Énoncé A -
D'après le texte sur la fiscalité des actifs numériques, quel taux global s'applique aux gains occasionnels de cession d'actifs numériques depuis la loi de finances pour 2019 ?
Énoncé B -
Rédigez la suite du texte sur la fiscalité des actifs numériques à partir de sa dernière phrase, s'il vous plaît.

Le 2 septembre dernier, l’administration a publié ses commentaires sur le nouveau régime fiscal applicable, à compter du 1er janvier 2019, aux cessions d’actifs numériques réalisées à titre occasionnel par les particuliers (CGI, art. 150 VH bis). Notre analyse.

La définition de l’actif numérique englobe, en les distinguant, les jetons et ce que l’on appelle communément les « cryptomonnaies ». Ainsi, un actif numérique désigne à la fois :

  • un jeton : tout bien incorporel, représentant sous forme numérique, un ou plusieurs droits, qui s’échange au moyen d’une blockchain ; en pratique, il s’agit notamment des tokens issus d’opérations de levées de fonds (ICO : Initial Coin Offering) ; sachant que les jetons répondant aux caractéristiques des bons de caisse ou des instruments financiers sont exclus de cette définition ;
  • une « cryptomonnaie » : toute représentation numérique d’une valeur non-étatique n’ayant pas le statut juridique d’une monnaie mais étant acceptée comme moyen d’échange et utilisée comme tel, comme le bitcoin.

On se souvient que la position historique de l’administration consistait à imposer ces gains dans la catégorie des bénéfices non commerciaux, position censurée par le Conseil d’Etat (arrêts du 28 avril 2018) qui a jugé qu’était applicable le régime des plus-values de cession de bien meubles. Compte tenu des inadaptations de ce régime pour les cessions d’actifs numériques (impossibilité de compenser les pertes et les gains, obligation de déclaration et de paiement de l’impôt dans le mois de la cession), la loi de finances pour 2019 a introduit un nouveau régime consistant à soumettre les gains occasionnels de cession d’actifs numériques à une imposition forfaitaire au taux global de 30 %[1] (sans possibilité d’option pour le barème progressif)[2].

Données fournies -
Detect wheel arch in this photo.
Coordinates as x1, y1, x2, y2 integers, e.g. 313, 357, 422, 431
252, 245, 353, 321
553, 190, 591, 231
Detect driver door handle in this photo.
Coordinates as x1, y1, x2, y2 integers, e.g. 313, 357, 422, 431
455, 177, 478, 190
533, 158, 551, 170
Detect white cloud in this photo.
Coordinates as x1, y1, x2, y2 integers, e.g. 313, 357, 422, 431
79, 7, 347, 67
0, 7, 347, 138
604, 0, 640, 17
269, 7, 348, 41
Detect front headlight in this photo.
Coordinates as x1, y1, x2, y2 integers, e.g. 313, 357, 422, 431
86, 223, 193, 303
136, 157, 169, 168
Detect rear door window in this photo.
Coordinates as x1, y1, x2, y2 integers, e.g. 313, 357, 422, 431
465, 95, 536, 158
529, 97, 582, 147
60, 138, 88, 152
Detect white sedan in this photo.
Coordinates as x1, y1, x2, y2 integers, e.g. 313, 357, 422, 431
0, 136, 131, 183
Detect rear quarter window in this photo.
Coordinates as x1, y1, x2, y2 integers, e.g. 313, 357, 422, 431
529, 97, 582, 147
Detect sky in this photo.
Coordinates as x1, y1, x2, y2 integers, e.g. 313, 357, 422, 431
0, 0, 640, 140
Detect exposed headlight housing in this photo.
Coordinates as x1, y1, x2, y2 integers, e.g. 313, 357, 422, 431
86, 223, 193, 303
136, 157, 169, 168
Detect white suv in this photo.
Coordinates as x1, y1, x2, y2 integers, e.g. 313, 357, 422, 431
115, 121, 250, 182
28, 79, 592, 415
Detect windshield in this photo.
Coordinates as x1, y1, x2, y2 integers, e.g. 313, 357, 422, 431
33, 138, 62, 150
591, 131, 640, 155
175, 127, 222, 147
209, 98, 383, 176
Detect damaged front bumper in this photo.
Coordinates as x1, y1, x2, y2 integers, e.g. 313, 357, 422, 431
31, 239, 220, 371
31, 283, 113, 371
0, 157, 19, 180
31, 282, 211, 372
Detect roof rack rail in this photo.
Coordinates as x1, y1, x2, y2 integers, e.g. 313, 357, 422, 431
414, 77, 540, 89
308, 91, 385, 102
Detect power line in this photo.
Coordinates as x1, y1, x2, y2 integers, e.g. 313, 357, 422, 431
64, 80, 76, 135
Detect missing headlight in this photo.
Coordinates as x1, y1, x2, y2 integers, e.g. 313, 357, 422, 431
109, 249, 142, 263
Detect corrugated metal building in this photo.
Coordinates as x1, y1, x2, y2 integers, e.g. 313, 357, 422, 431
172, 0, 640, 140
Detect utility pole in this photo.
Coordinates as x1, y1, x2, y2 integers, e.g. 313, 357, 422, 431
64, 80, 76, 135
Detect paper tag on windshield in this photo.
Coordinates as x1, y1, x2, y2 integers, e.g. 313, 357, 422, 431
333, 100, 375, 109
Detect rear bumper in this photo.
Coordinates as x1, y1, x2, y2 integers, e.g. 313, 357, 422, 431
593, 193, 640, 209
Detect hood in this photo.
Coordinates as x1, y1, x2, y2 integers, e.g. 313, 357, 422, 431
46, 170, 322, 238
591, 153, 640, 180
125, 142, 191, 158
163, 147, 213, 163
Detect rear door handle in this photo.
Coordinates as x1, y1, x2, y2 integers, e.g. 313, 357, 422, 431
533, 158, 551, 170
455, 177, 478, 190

Réponse A -
Un taux global de 30 %.

Réponse B -
Dans ses commentaires, l’administration apporte les précisions suivantes.

Champ d’application

Personnes imposables – Selon l’article 150 VH bis du CGI, entrent dans le champ de l’imposition les cessions d’actifs numériques réalisées par les membres du foyer fiscal, directement ou au travers d’une personne interposée.

L’administration définit la personne interposée comme une société ou un groupement non soumis à l’impôt sur les sociétés dont le siège social se situe en France et qui exerce une activité non professionnelle (notamment l’acquisition et la gestion d’un portefeuille d’actifs numériques). Cette définition s’inspire de celle de la société interposée prévue en matière de plus-values de cession de droits sociaux.

Le régime ne vise que les cessions occasionnelles. Sur ce point, l’administration n’apporte pas de précisions déterminantes quant aux modalités d’appréciation du caractère habituel ou occasionnel de l’activité autres que la prise en considération du délai séparant les dates d’achat et de revente, le nombre d’actifs numériques vendus, les conditions de leur acquisition, etc.

Opérations imposables – Pour être imposable, la cession d’actifs numériques doit avoir pour contrepartie un prix exprimé en monnaie ayant cours légal, un service ou un bien autre qu’un actif numérique. En cas d’échange d’actifs numériques, l’opération bénéficie d’un sursis d’imposition sous réserve que l’échange ne comporte pas de soulte.

La réalisation de ces transactions fait appel à divers opérateurs (plateformes d’échanges ou membres de réseaux appelés « mineurs ») souvent rémunérés au moyen d’actifs numériques, conduisant à caractériser une opération imposable à raison du transfert des actifs rémunérant ces prestataires. Par mesure de simplification, l’administration admet – de manière bienvenue – que la cession en tant que telle ainsi que les différentes prestations de services liées à ces frais soient assimilées globalement à une seule et même opération imposable, pour laquelle le contribuable détermine une seule plus ou moins-value. La même mesure s’étend aux opérations d’échanges sans soulte pour lesquels l’ensemble des frais liés à la transaction principale bénéficie du sursis d’imposition.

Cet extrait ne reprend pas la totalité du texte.